**Source extract**.
- - - - -

Personal tools – maintaining a healthy body. Starts the day by being in her body – meditation, stretching, exercising. It keeps her present to taking care of herself. Being honest and communicating effectively with the people who she chooses as her family and her support structure – both when things are going good and when they are going bad. Continually being curious about herself and how she operates and how the world is operating.
By Lyn HendersonSunni VonMutius – Show Notes
Personal definition of resilience – calls it anti-survival mode. Proactively intentionally designing your world and that comes from a desire to not bounce from one thing to another.
Movie – The Waking Life
Home schooled. Started school early and finished early. Leap frogged her way through a corporate career. She made good financial choices and was able to retire at 32 but soon became bored and began other projects as well as travelling and living as a nomad.
There is always an adventure with Sunni.

- - - - -

Dataset entries
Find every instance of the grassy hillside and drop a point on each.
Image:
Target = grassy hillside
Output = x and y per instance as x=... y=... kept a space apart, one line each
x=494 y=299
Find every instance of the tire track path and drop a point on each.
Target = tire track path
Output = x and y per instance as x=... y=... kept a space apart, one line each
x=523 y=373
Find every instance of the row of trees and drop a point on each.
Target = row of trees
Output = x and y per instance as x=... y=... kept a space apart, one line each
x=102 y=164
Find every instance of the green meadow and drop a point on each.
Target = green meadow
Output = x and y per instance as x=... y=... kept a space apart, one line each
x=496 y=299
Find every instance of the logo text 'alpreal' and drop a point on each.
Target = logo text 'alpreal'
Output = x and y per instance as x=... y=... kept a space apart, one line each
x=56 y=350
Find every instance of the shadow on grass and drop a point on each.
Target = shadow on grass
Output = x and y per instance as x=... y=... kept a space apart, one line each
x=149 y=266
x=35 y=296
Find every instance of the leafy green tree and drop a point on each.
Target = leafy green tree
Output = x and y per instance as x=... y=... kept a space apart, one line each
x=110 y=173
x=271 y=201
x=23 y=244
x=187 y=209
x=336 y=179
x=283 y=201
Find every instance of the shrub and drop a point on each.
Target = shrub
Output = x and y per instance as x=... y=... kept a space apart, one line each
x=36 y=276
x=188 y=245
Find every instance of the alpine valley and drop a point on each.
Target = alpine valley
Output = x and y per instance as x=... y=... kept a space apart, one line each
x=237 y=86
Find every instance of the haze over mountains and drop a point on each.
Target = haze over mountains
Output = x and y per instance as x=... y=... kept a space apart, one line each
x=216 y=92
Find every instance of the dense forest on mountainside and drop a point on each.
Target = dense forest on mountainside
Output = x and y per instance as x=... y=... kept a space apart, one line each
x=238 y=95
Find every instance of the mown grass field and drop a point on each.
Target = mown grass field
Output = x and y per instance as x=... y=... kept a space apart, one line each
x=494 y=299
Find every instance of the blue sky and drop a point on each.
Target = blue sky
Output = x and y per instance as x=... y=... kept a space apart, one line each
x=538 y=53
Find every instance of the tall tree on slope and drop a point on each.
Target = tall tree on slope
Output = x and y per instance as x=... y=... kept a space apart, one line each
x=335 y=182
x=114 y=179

- - - - -

**Apply what you read**.
1. Transcribe the show notes on Sunni VonMutius word for word, everything from "Personal tools –" down to "thing to another.".
2. Go on with the Sunni VonMutius show notes, starting after their last sentence.

**Answers to this exercise**.
1.
Personal tools – maintaining a healthy body. Starts the day by being in her body – meditation, stretching, exercising. It keeps her present to taking care of herself. Being honest and communicating effectively with the people who she chooses as her family and her support structure – both when things are going good and when they are going bad. Continually being curious about herself and how she operates and how the world is operating.
By Lyn HendersonSunni VonMutius – Show Notes
Personal definition of resilience – calls it anti-survival mode. Proactively intentionally designing your world and that comes from a desire to not bounce from one thing to another.

2.
Home schooling was wonderful for Sunni – her Mum was born for it. Learned through play a lot. She taught them to be ever curious. She put us in classroom environments where they had social circles. Played with other home-schooled kids.
Being retired means her long-term future is taken care of. She still has to take care of the life she wants today. She had worked for a long time, she had a good amount of savings and she thought she was going to go to the beach every day, binge watch things she'd never been able to watch before. Three weeks in she was climbing up the walls.
The first thing she did was to start a strategy business. Apply the skills she had learned with small businesses. She had a lot of contacts in business all over the world and she decided she wanted to meet those people and rekindle those connections. She didn't go home much at all so started living a nomadic lifestyle. Put all of her belongings in storage and made it official. It helped her grow her business through networking. When she travels she really looks to connect with locals. A quest for humanity.
She believes everybody deserves to have a support system around them when they transition into adulthood. She has been mentoring children as they transition out of foster care. She just has to show up and listen and that can make a big difference in their lives. Now she wants to go even deeper by fostering.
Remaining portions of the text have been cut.